| TEXTE FOURNI |
La folie des marchés européens du gaz et de l’électricité

Commment on en est arrivés en quelques jours à financer la Russie, fermer nos usines, et même ruiner un peu plus EDF ?

Comme je l’ai déjà décrit dans mes précédentes publications, le jour de l’invasion de l’Ukraine, les marchés européens du gaz se sont affolés à l’idée d’une possible pénurie, les prix ont explosé, les importations de gaz de Russie ont augmenté de 30% en volume et quasiment 100% en prix. Non seulement la Russie voit ses recettes exploser au moment des sanctions, mais les premières usines françaises dépendantes du gaz commencent à fermer, comme le fabricant d’engrais Yara. Pourtant, y a-t-il une pénurie ? Pas du tout. Pour l’instant, les volumes importés augmentent.

Tout cela a aussi conduit les prix de l’électricité à exploser, avec des prix de gros qui ont atteint 400€/MWh en France cette semaine (contre en moyenne 80€/MWh en 2021 avec une forte augmentation à la fin de l’année). Pourquoi? Parce que 20% du mix électrique européen vient du gaz (mais seulement 2% dans la production française), et le prix est fixé par le coût de production de la dernière centrale qui entre en fonction. Comme la demande ne peut pas chuter de 20% d’un coup, le prix du gaz fixe le prix de l’électricité. En effet, tant que le prix rentabilisant le gaz n’est pas atteint, les centrales à gaz ne s’allument pas. Le prix de l’électricité est donc celui qui permet aux centrales à gaz d’être rentables.

Alors, je me disais dans un premier temps : bon, c’est pas si grave pour la France, puisque EDF a un coût de production très bas par rapport au marché, il va se faire plein d’argent avec les prix hauts de l’électricité, et comme EDF est quasiment public, l’Etat va pouvoir récupérer cette marge et la redistribuer (comme plus tôt dans l’année).

Eh bien MÊME pas, car ces idiots ont vendus à terme (c’est à dire ont promis de vendre à un prix convenu en avance) de l’électricité qu’ils n’avaient pas. Donc aujourd’hui EDF est obligé d’acheter de l’électricité au prix du marché et de le revendre à un prix plus bas convenu en avance. Tout à fait … Même EDF arrive à se ruiner en période de prix hauts de l’électricité.

Mais alors, si tout le monde paye, d’EDF aux consommateurs en passant par les usines, où va l’argent ? Bonne question à laquelle je n’ai pas encore toutes les réponses mais quelques pistes.

D’abord, clairement, une partie de l’argent va en Russie, avec 200 millions d’euros par jour d’importation de gaz de plus qu’avant la guerre.

Ensuite, une autre partie de l’argent va aux importateurs de gaz qui ont des contrats de long terme, soit indexés sur le prix du pétrole (une pratique à laquelle l’UE tente de mettre fin depuis plusieurs année), soit sur le prix du gaz européen (de plus en plus courant). Cela leur permet d’acheter le gaz russe à prix bas et à le revendre au prix européen sur le marché. Le reste va aux producteurs d’électricité non fossile (sauf EDF, donc qui s’est planté) qui vendent l’électricité à un prix bien plus élevé que leur coût de production.

[Entrées de données collectées]
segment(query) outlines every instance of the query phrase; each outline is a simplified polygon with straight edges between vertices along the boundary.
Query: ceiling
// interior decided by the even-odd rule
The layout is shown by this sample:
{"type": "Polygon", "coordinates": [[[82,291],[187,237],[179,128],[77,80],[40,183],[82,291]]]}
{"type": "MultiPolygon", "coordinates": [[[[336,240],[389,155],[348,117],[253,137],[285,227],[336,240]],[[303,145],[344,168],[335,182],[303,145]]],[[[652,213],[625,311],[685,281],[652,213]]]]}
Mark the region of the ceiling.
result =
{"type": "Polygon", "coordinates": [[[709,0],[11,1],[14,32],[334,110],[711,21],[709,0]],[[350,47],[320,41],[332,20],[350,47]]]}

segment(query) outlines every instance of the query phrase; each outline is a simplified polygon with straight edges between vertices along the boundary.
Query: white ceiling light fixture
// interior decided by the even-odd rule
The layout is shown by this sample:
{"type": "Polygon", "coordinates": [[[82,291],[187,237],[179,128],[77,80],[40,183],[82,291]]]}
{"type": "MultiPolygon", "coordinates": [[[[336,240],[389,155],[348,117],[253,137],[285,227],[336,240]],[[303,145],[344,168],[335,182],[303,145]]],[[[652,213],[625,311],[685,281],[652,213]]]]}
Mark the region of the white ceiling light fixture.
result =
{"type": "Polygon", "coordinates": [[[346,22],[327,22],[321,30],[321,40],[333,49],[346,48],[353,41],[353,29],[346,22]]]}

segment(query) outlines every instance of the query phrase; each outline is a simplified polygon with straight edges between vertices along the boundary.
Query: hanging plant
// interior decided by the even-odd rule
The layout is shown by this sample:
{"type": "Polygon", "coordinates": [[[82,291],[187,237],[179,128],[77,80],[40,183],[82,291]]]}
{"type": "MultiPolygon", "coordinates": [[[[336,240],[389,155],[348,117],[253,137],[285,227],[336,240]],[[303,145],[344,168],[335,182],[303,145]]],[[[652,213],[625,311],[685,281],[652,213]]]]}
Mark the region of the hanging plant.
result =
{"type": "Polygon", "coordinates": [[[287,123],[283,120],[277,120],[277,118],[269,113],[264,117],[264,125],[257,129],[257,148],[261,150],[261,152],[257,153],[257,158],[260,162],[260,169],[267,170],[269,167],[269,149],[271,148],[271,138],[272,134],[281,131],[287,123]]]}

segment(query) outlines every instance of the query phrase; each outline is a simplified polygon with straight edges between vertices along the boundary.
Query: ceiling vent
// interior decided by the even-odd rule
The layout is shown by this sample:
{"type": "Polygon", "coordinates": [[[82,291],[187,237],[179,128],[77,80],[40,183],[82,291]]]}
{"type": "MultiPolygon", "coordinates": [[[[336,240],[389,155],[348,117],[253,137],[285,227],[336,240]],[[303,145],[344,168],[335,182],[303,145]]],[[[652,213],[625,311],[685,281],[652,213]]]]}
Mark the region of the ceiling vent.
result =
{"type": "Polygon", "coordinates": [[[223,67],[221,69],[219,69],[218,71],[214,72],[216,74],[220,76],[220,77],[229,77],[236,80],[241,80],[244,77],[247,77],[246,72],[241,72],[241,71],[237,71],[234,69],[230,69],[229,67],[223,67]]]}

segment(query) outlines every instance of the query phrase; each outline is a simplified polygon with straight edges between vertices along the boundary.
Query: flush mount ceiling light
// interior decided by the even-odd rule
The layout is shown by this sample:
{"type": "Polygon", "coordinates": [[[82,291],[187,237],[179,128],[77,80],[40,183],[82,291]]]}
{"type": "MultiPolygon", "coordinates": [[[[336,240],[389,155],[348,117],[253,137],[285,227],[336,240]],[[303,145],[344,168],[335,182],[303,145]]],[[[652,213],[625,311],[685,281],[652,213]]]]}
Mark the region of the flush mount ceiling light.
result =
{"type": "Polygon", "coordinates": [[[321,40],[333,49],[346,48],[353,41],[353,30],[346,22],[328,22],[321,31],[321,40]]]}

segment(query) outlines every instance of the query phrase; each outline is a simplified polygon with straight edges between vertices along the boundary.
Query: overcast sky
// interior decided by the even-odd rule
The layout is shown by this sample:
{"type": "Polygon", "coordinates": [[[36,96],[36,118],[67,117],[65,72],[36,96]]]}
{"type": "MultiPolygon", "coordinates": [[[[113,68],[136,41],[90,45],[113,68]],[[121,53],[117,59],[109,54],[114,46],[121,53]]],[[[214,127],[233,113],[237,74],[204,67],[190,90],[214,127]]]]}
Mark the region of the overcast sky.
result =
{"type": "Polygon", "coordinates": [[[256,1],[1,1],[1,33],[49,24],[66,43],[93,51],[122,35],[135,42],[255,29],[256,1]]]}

| OBJECTIFS |
1/ Répondez à ces questions sur le texte consacré aux marchés européens du gaz et de l'électricité :
(a) Quel prix de gros l'électricité a-t-elle atteint en France cette semaine ?
(b) Quelle part de la production électrique française provient du gaz ?
(c) Quel montant d'importations de gaz va chaque jour en Russie en plus par rapport à avant la guerre ?
2/ Recopiez le passage du texte consacré aux marchés européens du gaz et de l'électricité depuis « Eh bien MÊME » jusqu'à « qu’avant la guerre. » inclus.

| LISTE DES RÉPONSES |
1/
(a) 400 €/MWh.
(b) 2 %.
(c) 200 millions d'euros par jour.

2/
Eh bien MÊME pas, car ces idiots ont vendus à terme (c’est à dire ont promis de vendre à un prix convenu en avance) de l’électricité qu’ils n’avaient pas. Donc aujourd’hui EDF est obligé d’acheter de l’électricité au prix du marché et de le revendre à un prix plus bas convenu en avance. Tout à fait … Même EDF arrive à se ruiner en période de prix hauts de l’électricité.

Mais alors, si tout le monde paye, d’EDF aux consommateurs en passant par les usines, où va l’argent ? Bonne question à laquelle je n’ai pas encore toutes les réponses mais quelques pistes.

D’abord, clairement, une partie de l’argent va en Russie, avec 200 millions d’euros par jour d’importation de gaz de plus qu’avant la guerre.